▸ **Provided information**
╭──
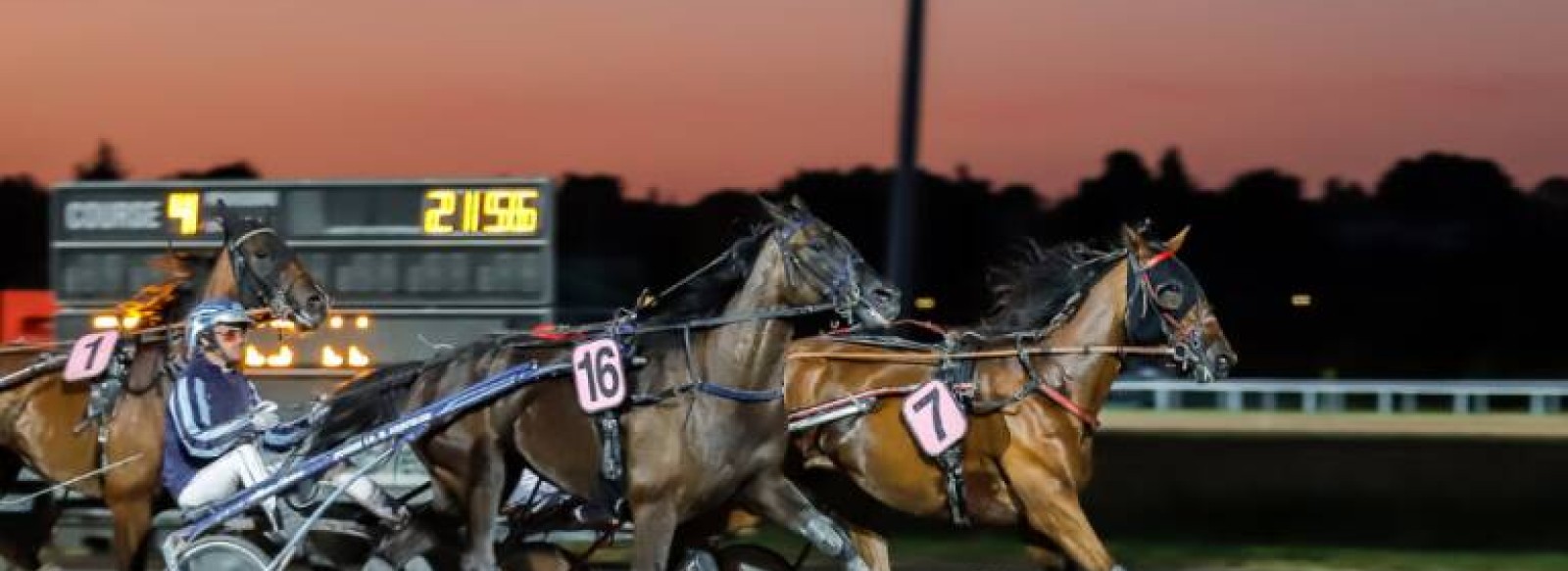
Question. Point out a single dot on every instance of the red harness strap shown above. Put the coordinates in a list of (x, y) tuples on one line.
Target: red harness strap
[(1068, 405)]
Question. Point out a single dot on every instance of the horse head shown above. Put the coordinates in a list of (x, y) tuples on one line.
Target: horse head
[(1167, 307), (267, 273), (823, 267)]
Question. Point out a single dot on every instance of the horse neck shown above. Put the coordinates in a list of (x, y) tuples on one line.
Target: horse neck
[(1100, 320), (745, 354), (220, 281)]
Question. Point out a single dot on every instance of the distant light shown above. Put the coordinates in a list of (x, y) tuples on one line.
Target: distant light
[(282, 357), (357, 357), (253, 357), (329, 357)]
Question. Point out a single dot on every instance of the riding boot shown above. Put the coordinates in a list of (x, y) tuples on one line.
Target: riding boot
[(372, 498), (698, 560)]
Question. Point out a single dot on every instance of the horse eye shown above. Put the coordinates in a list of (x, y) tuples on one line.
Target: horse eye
[(1168, 295)]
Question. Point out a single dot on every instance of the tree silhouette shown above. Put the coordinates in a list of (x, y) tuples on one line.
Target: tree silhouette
[(239, 169), (1446, 185), (25, 232), (102, 167), (1552, 192)]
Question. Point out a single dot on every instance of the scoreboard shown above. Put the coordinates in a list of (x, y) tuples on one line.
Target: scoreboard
[(410, 263)]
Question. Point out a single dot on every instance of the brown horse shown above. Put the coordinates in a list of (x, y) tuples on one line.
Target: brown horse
[(39, 417), (712, 427), (1042, 369)]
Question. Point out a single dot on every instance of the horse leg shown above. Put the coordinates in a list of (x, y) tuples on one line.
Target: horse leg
[(1045, 554), (1053, 508), (132, 526), (656, 529), (482, 502), (872, 547), (778, 500), (21, 549)]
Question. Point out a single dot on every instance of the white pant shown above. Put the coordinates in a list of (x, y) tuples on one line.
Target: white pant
[(243, 468)]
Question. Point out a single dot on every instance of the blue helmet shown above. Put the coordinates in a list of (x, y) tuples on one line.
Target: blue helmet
[(209, 314)]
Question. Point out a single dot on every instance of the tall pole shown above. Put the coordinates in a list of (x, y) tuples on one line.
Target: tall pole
[(902, 208)]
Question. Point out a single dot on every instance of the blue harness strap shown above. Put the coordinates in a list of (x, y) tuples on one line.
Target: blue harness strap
[(741, 394)]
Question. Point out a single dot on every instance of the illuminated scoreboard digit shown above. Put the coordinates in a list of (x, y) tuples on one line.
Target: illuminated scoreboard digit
[(482, 211), (408, 262)]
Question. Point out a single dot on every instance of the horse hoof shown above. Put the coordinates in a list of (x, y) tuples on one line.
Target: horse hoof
[(698, 560)]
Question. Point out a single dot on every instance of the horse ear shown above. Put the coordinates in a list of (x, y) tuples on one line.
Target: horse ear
[(1134, 240), (773, 209), (1176, 240)]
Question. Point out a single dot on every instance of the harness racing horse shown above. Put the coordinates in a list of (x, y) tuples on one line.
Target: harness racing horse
[(1034, 377), (705, 422), (41, 413)]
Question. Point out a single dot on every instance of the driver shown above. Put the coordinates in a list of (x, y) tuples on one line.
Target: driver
[(216, 419)]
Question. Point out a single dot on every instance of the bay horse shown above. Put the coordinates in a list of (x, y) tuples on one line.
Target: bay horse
[(1042, 369), (39, 416), (708, 430)]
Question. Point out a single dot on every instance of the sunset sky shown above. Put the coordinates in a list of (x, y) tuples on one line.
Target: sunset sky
[(697, 94)]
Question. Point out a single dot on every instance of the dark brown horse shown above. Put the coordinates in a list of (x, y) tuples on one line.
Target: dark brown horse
[(697, 446), (1042, 369), (39, 416)]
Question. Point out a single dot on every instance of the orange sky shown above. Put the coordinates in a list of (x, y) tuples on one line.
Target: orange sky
[(697, 94)]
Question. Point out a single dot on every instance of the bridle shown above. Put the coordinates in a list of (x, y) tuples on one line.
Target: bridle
[(270, 289), (836, 284)]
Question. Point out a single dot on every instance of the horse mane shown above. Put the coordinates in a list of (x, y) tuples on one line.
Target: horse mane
[(1045, 284), (710, 291)]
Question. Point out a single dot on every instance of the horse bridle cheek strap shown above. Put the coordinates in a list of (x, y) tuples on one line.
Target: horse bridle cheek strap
[(1149, 322), (841, 289), (256, 287)]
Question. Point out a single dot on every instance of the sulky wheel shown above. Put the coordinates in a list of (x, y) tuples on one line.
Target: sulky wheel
[(744, 557), (223, 552)]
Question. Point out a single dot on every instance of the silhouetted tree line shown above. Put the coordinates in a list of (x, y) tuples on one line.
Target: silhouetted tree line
[(1443, 268)]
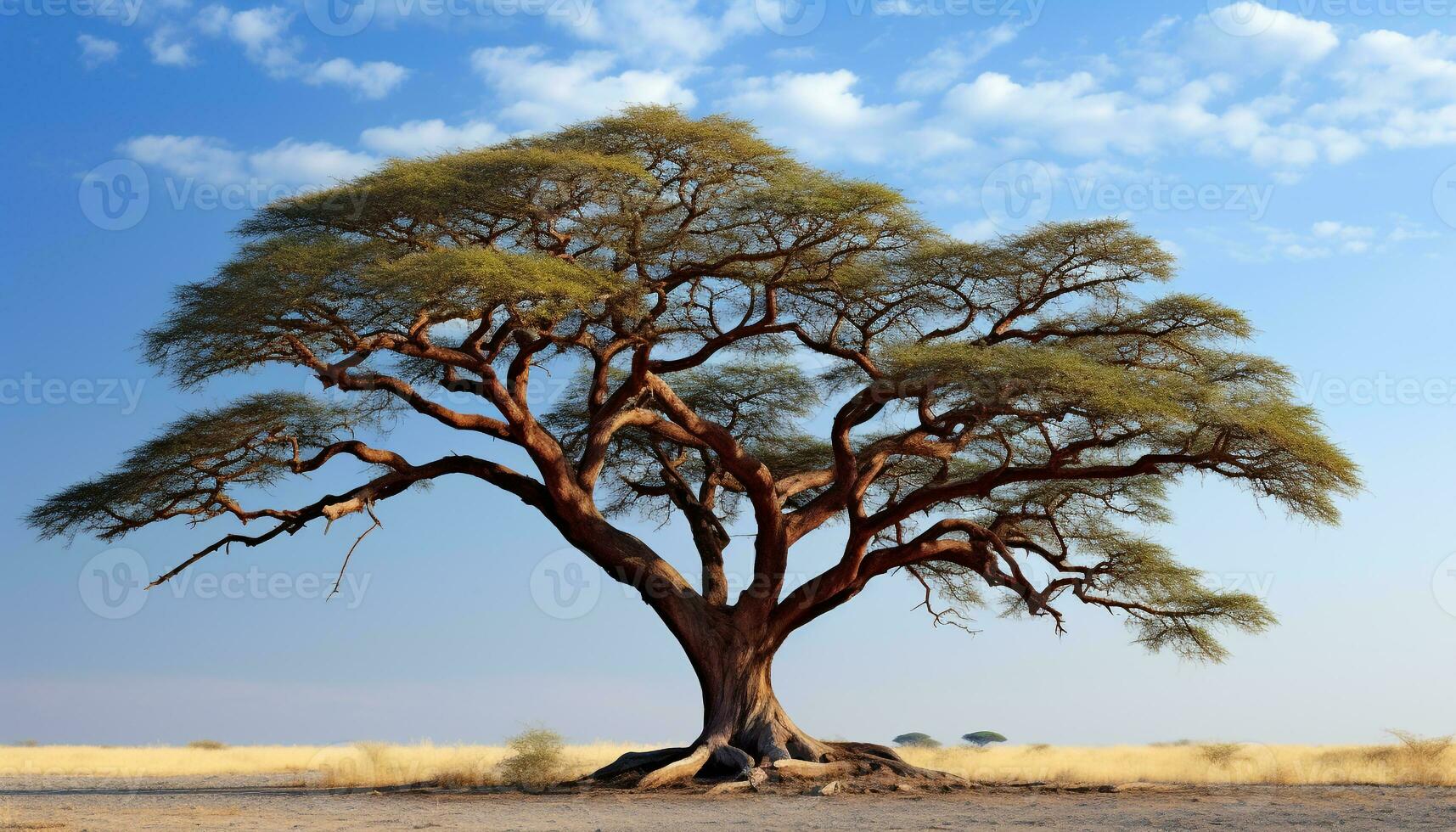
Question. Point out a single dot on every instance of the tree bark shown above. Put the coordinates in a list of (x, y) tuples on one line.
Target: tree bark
[(745, 726)]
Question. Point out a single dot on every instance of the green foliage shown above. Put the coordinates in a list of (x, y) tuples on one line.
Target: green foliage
[(918, 739), (1037, 388), (536, 758), (194, 461)]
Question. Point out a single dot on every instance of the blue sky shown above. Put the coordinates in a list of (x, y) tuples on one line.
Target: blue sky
[(1296, 156)]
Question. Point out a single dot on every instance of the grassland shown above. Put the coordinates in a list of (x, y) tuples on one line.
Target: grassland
[(1414, 762)]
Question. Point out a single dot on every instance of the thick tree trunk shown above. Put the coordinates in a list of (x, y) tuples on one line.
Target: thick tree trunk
[(745, 726), (741, 711)]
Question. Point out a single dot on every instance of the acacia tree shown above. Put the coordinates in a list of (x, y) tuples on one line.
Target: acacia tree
[(757, 343)]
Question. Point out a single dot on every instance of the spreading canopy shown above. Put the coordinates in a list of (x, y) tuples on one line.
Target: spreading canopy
[(755, 341)]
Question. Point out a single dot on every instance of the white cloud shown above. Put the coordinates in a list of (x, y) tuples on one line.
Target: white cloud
[(541, 93), (97, 51), (372, 79), (657, 31), (290, 164), (433, 136), (1251, 37), (264, 37), (822, 115), (1077, 117), (169, 48), (947, 63)]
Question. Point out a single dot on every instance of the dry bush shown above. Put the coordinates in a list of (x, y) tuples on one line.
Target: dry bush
[(1219, 754), (1419, 758), (537, 760)]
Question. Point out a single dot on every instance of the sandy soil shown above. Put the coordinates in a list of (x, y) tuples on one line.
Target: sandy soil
[(275, 803)]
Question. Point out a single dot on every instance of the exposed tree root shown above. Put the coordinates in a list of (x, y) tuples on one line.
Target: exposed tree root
[(710, 762)]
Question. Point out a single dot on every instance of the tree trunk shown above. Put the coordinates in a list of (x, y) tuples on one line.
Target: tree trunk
[(745, 726), (741, 711)]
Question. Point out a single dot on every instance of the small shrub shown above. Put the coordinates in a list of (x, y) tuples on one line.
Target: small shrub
[(1419, 758), (916, 739), (981, 739), (537, 760), (1219, 754)]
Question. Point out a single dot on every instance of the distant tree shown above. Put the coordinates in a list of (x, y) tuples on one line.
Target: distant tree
[(989, 411), (916, 739)]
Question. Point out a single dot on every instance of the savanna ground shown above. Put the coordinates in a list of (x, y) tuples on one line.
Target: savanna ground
[(1178, 785)]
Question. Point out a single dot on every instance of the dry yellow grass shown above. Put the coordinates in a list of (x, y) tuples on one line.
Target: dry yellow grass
[(379, 764), (1201, 764)]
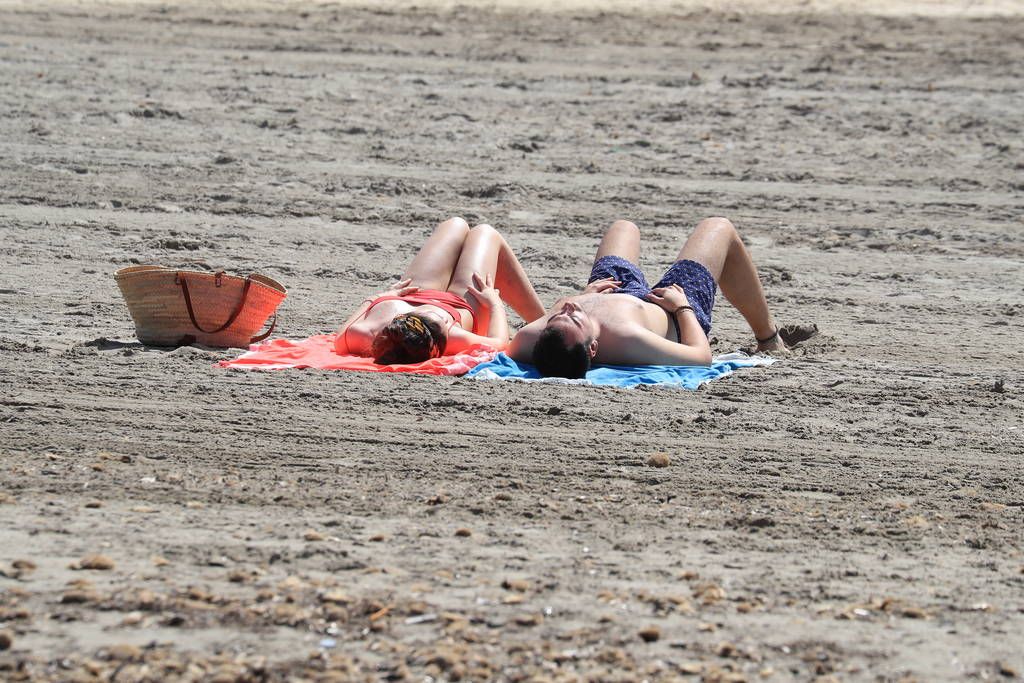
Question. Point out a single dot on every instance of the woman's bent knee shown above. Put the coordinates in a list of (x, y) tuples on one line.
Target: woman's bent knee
[(717, 221), (458, 221)]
╰──
▸ **Instructions to follow**
Repeat the records from the line with "of the savanna" through the end of the records, both ends included and requests kept, scaling every coordinate in the answers by 1.65 and rounding to whole numbers, with halves rounded up. Leave the pictures out.

▸ **Completed exercise**
Question. Point out a single dot on every instance of the savanna ground shown above. Put the coordinates in a list of (x, y) tuples on one line.
Target: savanna ground
[(1944, 1295)]
Question. Point out a single dot on every instance of the dry yellow grass shown above. Put the coordinates in a list of (x, y) tuples on one line.
Target: dry yellow grass
[(625, 1261), (1982, 1261)]
Question. Point out a single dot on every instance of the woman's bent knee shown above. Put the coordinates in a list of (x, y) tuples on one line.
Target: woman's bent knee
[(1183, 365), (756, 365)]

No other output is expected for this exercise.